_Problem to solve_
Return, word for word, the portion of the strategic analysis article below starting with "In my previous" and going on through "it even begins.".

_Source extract_

The Hidden Friction Points That Sabotage Strategic Analysis

Two hands pulling a rope illustrating friction

Why the First Steps of the Analytical Process Matter More Than We Think

In my previous article about advancing analytical methods, I outlined the core steps of the analytical process. Today, I want to dive deeper into something I’ve been observing closely: the friction points in the early stages that can make or break strategic analysis before it even begins.

When analysts support strategy development, they’re not just doing research—they’re building the foundational infrastructure that will determine whether decision-makers get insights they can trust and act upon.

The Complexity Hidden in “Planning”

When we look at the Planning & Research Design phase, it appears straightforward on paper. But in reality, analysts face a fascinating challenge: they must create multiple, sometimes orthogonal structures.

“Analysts need to create one structure for strategy guidance and another for developing supporting facts and references—these can be completely different from each other.”

_Entries shown_

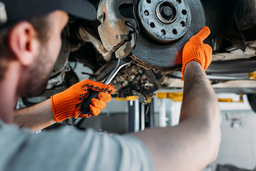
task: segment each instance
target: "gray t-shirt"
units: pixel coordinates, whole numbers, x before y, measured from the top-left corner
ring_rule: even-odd
[[[144,143],[131,136],[64,127],[32,133],[0,120],[0,170],[154,170]]]

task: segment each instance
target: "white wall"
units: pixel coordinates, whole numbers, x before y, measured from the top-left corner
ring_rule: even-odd
[[[215,170],[217,164],[254,169],[256,166],[256,113],[252,111],[224,111],[221,116],[222,140],[218,157],[210,165],[213,170]],[[232,128],[233,118],[244,122],[245,125],[238,128]]]

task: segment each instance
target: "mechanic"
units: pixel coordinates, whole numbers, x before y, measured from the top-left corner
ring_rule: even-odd
[[[0,170],[200,170],[217,157],[220,142],[217,99],[204,71],[212,48],[204,27],[183,51],[184,100],[178,125],[132,135],[99,134],[71,127],[32,133],[71,116],[97,115],[111,85],[88,80],[30,108],[14,111],[21,96],[45,88],[61,46],[68,14],[87,20],[86,0],[0,2]],[[88,89],[100,91],[89,116],[80,111]],[[18,124],[14,124],[16,123]]]

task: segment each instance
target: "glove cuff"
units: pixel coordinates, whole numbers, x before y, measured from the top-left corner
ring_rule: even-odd
[[[56,122],[60,122],[70,117],[75,116],[75,103],[73,104],[71,101],[68,101],[68,99],[63,98],[61,93],[51,96],[51,109]]]

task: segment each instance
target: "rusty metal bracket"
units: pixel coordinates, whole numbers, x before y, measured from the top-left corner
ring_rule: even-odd
[[[98,27],[100,39],[105,49],[116,51],[119,58],[126,57],[136,46],[136,21],[122,16],[119,11],[120,6],[133,3],[132,0],[101,0],[99,4],[97,18],[101,23]]]

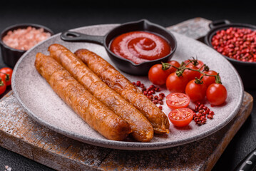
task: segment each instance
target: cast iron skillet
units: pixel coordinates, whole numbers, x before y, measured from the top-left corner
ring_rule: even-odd
[[[248,28],[252,30],[256,30],[256,26],[246,24],[232,24],[228,20],[220,20],[213,21],[209,24],[210,31],[205,37],[205,42],[209,46],[213,48],[211,43],[213,36],[220,30],[226,30],[230,27]],[[224,56],[236,68],[239,73],[245,88],[256,88],[256,63],[243,62],[230,58]]]
[[[135,64],[131,61],[119,57],[109,49],[110,43],[115,37],[122,33],[133,31],[146,31],[164,38],[170,43],[171,51],[168,55],[162,58]],[[176,39],[170,31],[145,19],[123,24],[111,30],[105,36],[86,35],[68,31],[61,33],[61,38],[66,41],[85,41],[103,45],[111,61],[120,70],[132,75],[139,76],[147,75],[152,66],[156,63],[160,63],[161,61],[167,62],[169,61],[172,58],[177,47]],[[97,53],[97,52],[96,53]]]

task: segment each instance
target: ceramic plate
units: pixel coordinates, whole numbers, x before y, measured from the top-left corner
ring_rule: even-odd
[[[73,31],[92,35],[105,35],[118,24],[86,26]],[[220,72],[222,83],[228,93],[226,104],[210,108],[215,113],[214,119],[208,120],[205,125],[198,126],[193,120],[185,128],[177,128],[170,124],[170,134],[155,135],[150,142],[109,140],[91,128],[52,90],[47,82],[36,71],[34,61],[36,53],[48,55],[48,47],[60,43],[74,52],[78,48],[88,48],[102,56],[111,64],[104,48],[91,43],[66,42],[60,38],[60,33],[41,43],[28,51],[16,63],[12,78],[14,95],[29,115],[39,123],[59,133],[77,140],[94,145],[123,150],[154,150],[180,145],[208,136],[228,123],[237,113],[242,104],[243,86],[241,79],[232,66],[215,50],[203,43],[186,36],[173,33],[177,39],[178,48],[173,59],[179,62],[191,56],[207,63],[212,70]],[[122,72],[121,72],[122,73]],[[130,76],[123,73],[130,81],[140,81],[148,87],[150,83],[146,77]],[[163,87],[163,92],[168,91]],[[206,105],[210,106],[209,104]],[[163,105],[166,115],[170,109]]]

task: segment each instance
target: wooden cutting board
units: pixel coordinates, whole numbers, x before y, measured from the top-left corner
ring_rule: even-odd
[[[198,39],[210,22],[195,18],[167,28]],[[168,149],[129,151],[83,143],[41,125],[11,90],[0,100],[0,145],[58,170],[210,170],[250,115],[252,100],[245,92],[235,118],[205,138]]]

_Solution to the problem_
In my previous article about advancing analytical methods, I outlined the core steps of the analytical process. Today, I want to dive deeper into something I’ve been observing closely: the friction points in the early stages that can make or break strategic analysis before it even begins.